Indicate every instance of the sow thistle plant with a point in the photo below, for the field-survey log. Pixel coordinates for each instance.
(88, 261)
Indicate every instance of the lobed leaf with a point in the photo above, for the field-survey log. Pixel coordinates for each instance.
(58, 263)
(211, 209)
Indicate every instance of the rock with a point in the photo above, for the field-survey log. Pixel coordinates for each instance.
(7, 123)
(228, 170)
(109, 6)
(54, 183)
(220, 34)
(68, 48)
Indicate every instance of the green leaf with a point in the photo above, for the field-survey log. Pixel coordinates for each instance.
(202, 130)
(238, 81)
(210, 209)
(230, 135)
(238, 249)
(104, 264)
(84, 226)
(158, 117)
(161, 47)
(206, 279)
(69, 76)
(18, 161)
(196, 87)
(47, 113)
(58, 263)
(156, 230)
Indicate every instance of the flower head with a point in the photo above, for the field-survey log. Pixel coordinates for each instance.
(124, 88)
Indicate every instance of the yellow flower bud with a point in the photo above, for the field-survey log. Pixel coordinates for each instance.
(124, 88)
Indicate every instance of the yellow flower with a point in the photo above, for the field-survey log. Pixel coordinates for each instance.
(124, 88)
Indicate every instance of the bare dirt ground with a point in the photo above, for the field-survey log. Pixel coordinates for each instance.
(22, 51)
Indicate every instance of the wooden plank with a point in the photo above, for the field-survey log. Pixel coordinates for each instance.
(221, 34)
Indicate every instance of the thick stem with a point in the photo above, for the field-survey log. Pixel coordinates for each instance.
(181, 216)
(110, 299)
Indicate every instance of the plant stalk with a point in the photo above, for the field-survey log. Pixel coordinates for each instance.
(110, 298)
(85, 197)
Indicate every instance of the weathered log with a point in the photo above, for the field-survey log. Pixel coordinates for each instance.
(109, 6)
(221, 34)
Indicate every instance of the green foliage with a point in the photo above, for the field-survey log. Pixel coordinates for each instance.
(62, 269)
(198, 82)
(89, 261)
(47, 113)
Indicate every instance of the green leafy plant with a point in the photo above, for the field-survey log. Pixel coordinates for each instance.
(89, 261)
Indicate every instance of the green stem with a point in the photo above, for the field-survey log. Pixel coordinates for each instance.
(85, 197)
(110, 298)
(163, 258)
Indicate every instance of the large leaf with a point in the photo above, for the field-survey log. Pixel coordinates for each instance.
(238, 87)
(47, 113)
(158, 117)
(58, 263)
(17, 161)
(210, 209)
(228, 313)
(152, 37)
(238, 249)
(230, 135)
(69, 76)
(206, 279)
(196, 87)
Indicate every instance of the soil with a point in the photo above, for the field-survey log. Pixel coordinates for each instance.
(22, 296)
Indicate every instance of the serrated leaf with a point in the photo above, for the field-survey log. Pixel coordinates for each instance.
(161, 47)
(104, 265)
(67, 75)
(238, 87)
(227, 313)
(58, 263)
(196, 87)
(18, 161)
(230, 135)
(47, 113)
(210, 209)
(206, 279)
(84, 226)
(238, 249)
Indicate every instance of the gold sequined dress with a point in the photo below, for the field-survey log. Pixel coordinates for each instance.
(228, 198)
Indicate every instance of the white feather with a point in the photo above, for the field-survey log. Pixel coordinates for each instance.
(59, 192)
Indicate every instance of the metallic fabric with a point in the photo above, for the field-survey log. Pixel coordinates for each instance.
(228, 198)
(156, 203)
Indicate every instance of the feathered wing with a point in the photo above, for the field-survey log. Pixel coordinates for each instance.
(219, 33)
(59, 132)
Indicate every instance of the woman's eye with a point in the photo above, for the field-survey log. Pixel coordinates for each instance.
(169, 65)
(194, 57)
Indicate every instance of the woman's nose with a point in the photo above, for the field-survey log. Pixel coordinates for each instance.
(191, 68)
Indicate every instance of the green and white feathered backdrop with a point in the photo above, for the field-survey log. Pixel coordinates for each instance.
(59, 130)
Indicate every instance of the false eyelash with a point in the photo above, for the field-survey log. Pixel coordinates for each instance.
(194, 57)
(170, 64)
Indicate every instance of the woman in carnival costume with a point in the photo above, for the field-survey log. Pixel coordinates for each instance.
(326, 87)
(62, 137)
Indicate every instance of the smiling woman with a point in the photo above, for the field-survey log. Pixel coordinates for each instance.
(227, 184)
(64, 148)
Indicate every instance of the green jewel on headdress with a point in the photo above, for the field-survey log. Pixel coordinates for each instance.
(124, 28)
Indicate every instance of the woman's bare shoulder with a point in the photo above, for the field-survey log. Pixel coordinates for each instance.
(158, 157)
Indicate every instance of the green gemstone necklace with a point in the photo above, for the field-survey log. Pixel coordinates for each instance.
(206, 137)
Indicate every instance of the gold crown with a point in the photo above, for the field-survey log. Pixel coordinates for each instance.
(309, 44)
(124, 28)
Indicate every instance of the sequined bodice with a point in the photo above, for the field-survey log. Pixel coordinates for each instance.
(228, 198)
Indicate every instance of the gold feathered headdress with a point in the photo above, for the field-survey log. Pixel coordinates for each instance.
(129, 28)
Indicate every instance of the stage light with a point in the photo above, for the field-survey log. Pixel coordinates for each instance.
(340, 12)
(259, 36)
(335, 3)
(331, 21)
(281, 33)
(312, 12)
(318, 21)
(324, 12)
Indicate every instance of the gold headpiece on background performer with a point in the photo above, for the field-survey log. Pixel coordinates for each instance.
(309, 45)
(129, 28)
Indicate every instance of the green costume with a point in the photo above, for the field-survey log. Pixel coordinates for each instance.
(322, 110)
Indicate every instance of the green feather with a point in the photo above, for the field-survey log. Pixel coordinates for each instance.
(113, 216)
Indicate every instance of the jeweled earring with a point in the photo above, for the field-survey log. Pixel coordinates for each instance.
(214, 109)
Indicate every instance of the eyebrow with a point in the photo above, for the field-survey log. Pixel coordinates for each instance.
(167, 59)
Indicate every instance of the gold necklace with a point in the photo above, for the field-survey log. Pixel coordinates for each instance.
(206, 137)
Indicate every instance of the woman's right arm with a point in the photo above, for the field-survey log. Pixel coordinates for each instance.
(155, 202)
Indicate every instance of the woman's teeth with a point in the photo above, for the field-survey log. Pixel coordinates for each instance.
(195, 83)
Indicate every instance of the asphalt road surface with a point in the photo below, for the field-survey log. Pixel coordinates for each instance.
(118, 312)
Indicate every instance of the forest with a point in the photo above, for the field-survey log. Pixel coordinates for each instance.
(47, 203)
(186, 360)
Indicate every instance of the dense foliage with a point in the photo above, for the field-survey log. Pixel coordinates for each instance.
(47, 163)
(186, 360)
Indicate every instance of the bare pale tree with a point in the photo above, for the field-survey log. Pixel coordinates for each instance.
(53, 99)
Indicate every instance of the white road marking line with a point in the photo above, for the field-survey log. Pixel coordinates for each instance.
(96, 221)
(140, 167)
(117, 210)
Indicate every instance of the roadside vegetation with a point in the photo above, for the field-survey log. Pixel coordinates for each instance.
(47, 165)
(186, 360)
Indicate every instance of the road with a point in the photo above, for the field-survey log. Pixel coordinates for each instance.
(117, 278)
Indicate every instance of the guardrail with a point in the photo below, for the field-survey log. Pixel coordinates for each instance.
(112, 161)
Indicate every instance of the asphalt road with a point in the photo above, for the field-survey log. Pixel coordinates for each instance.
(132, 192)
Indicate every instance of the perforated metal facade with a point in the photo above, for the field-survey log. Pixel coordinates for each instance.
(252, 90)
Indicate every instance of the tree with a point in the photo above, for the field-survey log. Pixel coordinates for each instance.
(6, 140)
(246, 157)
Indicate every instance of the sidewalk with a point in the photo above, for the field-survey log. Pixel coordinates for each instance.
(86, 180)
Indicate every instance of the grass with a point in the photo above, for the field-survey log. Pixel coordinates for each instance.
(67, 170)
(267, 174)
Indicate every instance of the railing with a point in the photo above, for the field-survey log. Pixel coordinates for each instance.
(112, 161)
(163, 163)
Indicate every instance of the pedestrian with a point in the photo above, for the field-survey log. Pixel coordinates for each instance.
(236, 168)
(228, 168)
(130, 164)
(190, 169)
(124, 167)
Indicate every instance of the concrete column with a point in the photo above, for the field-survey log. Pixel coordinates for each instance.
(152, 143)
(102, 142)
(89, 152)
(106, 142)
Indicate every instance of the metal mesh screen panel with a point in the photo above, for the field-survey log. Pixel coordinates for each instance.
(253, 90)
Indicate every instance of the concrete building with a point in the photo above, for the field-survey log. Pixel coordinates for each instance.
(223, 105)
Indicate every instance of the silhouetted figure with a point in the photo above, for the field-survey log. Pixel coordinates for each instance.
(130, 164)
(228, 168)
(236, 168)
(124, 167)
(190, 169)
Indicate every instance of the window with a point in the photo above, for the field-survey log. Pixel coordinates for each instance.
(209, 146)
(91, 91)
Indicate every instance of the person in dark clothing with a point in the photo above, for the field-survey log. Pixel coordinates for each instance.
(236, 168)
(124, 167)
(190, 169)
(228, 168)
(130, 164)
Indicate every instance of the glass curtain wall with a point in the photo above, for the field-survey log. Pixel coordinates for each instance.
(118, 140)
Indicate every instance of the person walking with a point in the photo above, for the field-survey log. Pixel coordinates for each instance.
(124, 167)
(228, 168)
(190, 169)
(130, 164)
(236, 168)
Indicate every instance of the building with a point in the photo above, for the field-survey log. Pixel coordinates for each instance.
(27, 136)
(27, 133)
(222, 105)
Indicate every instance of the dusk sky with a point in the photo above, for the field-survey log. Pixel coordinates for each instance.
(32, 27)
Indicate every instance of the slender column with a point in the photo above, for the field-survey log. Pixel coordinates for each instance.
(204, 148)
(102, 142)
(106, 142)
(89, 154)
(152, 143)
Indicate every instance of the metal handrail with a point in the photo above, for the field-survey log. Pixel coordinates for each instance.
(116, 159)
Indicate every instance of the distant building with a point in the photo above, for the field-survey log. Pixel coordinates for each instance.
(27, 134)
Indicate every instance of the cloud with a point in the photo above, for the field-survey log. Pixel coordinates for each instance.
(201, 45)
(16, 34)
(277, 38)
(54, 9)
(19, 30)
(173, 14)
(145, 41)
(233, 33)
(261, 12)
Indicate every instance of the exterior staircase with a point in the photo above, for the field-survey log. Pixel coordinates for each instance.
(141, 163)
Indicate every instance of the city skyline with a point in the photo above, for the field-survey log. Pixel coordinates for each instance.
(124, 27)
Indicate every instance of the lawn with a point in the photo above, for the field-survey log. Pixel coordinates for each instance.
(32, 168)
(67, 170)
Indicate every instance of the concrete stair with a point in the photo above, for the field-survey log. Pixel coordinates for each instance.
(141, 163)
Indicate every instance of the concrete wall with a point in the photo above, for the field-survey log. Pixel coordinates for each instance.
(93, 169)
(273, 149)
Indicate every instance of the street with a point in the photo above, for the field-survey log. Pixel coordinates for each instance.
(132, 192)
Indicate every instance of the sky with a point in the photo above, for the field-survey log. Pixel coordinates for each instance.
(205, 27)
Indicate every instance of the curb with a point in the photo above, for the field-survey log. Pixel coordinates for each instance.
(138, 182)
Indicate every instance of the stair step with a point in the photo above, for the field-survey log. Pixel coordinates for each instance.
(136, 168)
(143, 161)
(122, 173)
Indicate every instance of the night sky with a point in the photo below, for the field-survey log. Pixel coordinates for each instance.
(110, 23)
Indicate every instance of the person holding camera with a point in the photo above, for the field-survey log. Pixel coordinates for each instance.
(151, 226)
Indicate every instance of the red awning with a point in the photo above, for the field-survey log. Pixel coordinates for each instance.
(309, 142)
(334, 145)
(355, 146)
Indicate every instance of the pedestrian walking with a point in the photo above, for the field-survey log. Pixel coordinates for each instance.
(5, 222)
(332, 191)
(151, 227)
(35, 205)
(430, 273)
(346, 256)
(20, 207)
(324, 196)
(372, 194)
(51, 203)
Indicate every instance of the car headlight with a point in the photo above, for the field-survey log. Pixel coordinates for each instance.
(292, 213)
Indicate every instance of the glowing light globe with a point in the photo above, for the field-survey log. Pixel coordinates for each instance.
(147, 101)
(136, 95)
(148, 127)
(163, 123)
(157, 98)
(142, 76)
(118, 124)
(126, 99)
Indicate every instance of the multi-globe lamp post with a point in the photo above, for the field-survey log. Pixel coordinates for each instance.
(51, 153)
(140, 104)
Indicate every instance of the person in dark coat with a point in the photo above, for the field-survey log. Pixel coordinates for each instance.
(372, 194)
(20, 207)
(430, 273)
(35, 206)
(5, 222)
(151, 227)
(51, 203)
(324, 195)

....

◆ **Work task**
Output, unchanged, only the lines from the one that holds "Indicate every instance of the person in dark coat" through the last line of the material above.

◆ **Exercise result**
Indicate every instance of the person in dark coat with a point in the photo above, for the field-survey log. Pixel coordinates for each instance.
(372, 194)
(20, 207)
(430, 273)
(35, 206)
(5, 222)
(151, 227)
(51, 203)
(324, 195)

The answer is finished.